--- TASK DESCRIPTION ---
Nothing is to be altered; the data must be repeated exactly.
%%
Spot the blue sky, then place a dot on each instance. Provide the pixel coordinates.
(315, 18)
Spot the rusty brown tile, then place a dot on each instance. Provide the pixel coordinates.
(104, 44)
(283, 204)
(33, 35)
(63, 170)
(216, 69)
%%
--- WRITTEN RESPONSE ---
Spot the blue sky, then place a dot on each instance. Provide the pixel coordinates.
(315, 18)
Spot the rusty brown tile, then place a dot on each instance. Provide the pixel coordinates.
(104, 44)
(283, 204)
(33, 35)
(63, 170)
(216, 69)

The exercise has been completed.